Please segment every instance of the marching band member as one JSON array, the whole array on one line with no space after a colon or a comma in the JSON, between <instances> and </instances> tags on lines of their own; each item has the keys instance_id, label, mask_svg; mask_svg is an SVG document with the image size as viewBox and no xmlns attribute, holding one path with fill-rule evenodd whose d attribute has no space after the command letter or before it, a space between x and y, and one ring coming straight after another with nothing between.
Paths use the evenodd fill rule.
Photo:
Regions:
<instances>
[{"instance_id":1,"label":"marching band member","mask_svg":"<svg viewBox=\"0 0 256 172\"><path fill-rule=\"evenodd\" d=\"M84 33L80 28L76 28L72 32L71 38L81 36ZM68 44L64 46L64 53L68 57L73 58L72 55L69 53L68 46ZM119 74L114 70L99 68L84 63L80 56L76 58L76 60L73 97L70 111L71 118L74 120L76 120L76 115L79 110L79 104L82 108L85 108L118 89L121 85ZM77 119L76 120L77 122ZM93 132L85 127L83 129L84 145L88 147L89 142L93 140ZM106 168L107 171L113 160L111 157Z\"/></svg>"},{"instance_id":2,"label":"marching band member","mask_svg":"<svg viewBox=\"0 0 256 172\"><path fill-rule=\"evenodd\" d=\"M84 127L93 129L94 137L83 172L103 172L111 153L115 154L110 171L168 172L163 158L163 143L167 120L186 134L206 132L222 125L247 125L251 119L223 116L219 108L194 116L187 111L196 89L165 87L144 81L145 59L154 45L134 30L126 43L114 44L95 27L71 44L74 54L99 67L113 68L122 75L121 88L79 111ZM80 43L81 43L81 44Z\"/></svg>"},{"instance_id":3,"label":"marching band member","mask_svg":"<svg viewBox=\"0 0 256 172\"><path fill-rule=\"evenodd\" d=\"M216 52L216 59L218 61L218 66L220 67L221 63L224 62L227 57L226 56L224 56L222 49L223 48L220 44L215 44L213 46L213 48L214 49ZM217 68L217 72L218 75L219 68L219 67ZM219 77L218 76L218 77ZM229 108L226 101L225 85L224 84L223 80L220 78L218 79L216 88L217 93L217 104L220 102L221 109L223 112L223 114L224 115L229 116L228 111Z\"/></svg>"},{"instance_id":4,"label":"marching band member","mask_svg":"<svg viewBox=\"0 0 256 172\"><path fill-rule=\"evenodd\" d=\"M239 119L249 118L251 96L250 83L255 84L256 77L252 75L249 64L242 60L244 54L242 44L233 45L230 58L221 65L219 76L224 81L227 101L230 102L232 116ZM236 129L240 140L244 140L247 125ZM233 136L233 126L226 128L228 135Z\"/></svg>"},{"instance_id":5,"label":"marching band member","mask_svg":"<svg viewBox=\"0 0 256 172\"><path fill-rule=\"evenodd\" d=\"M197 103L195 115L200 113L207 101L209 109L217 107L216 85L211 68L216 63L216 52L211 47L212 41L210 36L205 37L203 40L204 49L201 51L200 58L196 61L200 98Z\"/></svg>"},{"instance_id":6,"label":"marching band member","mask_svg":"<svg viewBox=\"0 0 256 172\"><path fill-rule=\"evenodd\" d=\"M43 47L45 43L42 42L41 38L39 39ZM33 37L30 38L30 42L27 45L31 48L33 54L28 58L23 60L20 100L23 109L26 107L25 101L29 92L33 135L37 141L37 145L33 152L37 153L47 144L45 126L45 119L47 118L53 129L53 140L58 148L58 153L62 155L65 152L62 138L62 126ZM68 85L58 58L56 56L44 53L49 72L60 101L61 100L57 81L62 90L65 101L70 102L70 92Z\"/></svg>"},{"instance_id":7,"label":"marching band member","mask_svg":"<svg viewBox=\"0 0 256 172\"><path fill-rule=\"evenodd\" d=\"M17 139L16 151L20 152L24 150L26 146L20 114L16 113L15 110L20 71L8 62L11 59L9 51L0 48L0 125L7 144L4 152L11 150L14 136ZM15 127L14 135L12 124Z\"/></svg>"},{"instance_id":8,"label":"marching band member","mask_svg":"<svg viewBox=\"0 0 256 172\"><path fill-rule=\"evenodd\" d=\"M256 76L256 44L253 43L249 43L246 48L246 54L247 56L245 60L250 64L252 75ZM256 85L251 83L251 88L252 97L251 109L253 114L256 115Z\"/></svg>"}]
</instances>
━━━
Your task >>
Count the lines of the material that contain the string "instances", matching case exactly, and reply with the number alone.

Solution for this task >>
3